• **REQUIRED TASK**
In the records below, can you lay out everything from the line containing "the blue tarp" down to the end of the records as a Markdown table? Use the columns Row and Line, give each line a row number, and leave out any blank lines.

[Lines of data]
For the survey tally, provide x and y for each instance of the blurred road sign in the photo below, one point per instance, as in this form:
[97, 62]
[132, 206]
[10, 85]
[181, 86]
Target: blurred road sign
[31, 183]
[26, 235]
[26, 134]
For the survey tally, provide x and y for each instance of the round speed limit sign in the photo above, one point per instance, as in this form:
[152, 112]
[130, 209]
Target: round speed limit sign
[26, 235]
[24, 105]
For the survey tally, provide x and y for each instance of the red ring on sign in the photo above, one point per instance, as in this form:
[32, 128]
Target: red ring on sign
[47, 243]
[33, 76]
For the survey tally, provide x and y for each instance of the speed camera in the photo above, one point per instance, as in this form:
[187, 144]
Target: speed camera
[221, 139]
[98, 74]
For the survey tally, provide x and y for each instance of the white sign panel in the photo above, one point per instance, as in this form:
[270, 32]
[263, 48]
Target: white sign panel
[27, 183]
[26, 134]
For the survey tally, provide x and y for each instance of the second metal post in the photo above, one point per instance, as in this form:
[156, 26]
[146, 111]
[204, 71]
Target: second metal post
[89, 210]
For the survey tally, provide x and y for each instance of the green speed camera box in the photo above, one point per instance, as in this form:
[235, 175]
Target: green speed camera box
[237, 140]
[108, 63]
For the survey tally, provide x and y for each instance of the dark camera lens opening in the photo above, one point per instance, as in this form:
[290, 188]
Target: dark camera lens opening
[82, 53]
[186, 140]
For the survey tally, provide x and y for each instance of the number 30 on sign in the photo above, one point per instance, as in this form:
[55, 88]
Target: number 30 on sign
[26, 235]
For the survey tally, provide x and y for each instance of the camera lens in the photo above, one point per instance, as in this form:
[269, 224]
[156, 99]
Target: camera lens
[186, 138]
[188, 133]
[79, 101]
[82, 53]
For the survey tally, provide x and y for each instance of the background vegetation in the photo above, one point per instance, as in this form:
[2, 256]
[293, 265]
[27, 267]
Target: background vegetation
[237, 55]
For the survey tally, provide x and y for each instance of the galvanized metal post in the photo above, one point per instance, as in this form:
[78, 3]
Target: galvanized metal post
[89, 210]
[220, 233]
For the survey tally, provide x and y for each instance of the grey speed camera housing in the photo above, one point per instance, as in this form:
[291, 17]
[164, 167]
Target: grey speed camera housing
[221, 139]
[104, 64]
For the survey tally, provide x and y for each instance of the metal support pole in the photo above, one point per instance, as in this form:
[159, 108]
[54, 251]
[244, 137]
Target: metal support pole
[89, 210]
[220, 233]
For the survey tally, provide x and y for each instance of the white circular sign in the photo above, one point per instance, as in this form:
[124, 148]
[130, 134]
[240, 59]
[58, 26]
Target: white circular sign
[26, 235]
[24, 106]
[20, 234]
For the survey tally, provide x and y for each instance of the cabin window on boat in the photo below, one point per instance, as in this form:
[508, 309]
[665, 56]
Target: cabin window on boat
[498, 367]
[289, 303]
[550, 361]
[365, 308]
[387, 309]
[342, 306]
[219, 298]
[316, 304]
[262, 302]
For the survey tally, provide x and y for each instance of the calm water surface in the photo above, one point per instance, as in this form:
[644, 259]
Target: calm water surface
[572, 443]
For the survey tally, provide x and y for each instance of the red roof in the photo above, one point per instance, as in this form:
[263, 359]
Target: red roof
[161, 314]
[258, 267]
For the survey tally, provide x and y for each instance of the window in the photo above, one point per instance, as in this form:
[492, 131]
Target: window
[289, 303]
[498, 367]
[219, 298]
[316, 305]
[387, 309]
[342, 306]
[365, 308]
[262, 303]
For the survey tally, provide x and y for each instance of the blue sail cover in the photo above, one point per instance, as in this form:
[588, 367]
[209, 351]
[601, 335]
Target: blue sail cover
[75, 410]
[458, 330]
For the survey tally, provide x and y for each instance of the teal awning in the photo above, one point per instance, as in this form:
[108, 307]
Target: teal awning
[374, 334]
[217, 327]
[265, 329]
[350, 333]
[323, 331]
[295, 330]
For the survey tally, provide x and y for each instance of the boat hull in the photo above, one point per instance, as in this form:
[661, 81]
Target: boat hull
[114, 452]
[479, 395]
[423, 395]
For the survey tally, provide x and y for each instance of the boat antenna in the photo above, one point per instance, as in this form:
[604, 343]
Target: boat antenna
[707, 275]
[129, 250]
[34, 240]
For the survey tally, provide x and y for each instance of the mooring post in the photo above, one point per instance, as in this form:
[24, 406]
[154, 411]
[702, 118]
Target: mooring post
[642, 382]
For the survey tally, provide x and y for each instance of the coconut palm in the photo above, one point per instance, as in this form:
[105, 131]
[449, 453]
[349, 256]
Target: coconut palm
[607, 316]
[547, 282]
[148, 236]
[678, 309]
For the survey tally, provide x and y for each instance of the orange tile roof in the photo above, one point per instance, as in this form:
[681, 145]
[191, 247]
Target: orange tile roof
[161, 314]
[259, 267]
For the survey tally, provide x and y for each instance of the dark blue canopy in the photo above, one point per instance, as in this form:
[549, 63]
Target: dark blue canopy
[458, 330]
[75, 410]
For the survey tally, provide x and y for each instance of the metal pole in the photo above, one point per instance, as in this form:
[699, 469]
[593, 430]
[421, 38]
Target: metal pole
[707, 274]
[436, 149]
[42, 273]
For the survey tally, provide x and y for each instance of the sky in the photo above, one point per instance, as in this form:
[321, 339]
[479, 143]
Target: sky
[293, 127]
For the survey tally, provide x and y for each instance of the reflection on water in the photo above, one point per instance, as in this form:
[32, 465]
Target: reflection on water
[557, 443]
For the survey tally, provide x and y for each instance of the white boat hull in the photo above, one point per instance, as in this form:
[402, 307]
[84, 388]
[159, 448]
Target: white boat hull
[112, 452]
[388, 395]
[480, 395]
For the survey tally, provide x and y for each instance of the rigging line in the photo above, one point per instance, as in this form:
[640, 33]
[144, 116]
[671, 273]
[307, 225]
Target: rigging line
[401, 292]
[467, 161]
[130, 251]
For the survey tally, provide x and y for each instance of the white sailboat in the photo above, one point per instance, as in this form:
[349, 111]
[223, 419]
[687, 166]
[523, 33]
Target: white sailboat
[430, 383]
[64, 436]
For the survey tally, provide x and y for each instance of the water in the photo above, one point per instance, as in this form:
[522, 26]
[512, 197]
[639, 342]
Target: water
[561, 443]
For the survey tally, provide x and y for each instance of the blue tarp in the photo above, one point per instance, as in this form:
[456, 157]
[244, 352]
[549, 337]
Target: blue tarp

• **TASK OUTPUT**
| Row | Line |
|---|---|
| 1 | For the survey tally, provide x and y for each instance of the blue tarp in the photo above, one point per instance, as in this form: |
| 2 | [456, 157] |
| 3 | [244, 352] |
| 4 | [549, 337] |
| 5 | Target: blue tarp |